DOKUMENTTEXT =
MDR KULTUR: Wie ist Ida, die Hauptfigur Ihres Romans "Bittere Wasser", in Ihren Kopf gekommen?
Tina Pruschmann: Da muss ich ein kleines Stück ausholen. Bei dem Roman war es so, dass als Erstes gar nicht so sehr die Figur im Vordergrund stand, sondern die Wahl des Ortes. Den ersten Gedanken an den Roman hatte ich ungefähr um 2016 herum, als Sachsen sehr oft in den Schlagzeilen war, im Zuge der fremdenfeindlichen Übergriffe auf Asylbewerberheime, und als die Pegidabewegung im Erstarken war und auch einen Ableger in Leipzig hatte. Als alle so behaupteten, Heimat verteidigen zu müssen, kam mir der Gedanke, sich mit dieser Heimat doch mal zu beschäftigen und einen Roman dort spielen zu lassen.

BEREITGESTELLTE LISTE =
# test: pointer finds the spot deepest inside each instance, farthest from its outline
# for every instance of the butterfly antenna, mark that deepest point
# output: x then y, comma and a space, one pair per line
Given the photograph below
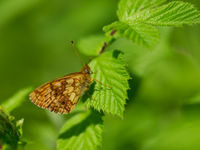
77, 54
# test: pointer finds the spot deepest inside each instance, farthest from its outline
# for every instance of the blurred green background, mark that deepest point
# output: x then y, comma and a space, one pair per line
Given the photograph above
163, 112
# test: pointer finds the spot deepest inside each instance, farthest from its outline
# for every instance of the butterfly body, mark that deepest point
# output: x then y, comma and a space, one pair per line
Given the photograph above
62, 95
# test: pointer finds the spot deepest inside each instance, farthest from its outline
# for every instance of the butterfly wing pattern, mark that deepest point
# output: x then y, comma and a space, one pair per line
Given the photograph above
62, 95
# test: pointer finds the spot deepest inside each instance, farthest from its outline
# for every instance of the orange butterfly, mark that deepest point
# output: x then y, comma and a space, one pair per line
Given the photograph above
62, 95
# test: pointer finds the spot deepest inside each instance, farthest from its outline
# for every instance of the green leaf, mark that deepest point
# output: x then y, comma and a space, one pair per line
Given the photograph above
137, 18
128, 8
81, 132
91, 46
142, 34
16, 100
175, 13
10, 130
109, 96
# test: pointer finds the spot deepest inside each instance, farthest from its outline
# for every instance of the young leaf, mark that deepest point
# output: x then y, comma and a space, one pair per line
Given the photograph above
142, 34
16, 100
109, 96
10, 130
81, 132
174, 13
128, 8
137, 16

ZU ERLEDIGENDE AUFGABE 1 =
Trage alle Zeilen der Liste zusammen, in denen das Wort „butterfly“ vorkommt, und gib sie unverändert wieder.
ZU ERLEDIGENDE AUFGABE 2 =
Schreibe das Interview über den Roman „Bittere Wasser“ im Anschluss an seinen letzten Satz weiter.

SCHRIFTLICHE ANTWORT 1 =
# for every instance of the butterfly antenna, mark that deepest point
# for every instance of the butterfly body, mark that deepest point
# for every instance of the butterfly wing pattern, mark that deepest point
# for every instance of the orange butterfly, mark that deepest point

SCHRIFTLICHE ANTWORT 2 =
Und die Ida kam in meinen Kopf, da wollte ich unbedingt eine Figur haben, die meinem Alter entspricht. Das hat es mir ein Stück einfacher gemacht, die Konflikte nachempfinden zu können, die sich durch das Aufwachsen in der DDR und durch die Wende ergeben. Und mit dem fiktiven Ort Tann, der stark geprägt ist von Uran-Bergbau und dadurch auch atmosphärisch geprägt ist durch eine Tristheit, durch Haldengrau, durch eine zerstörte Umwelt – dem wollte ich noch einen atmosphärischen Kontrapunkt entgegensetzen: So kam der Zirkus als zweite Lebenswelt in den Roman.
Es gibt viele Orte in Ihrem Buch: der Zirkus, die Wismut, die Ukraine, Tschernobyl. Was verbindet diese Orte und die Menschen darin?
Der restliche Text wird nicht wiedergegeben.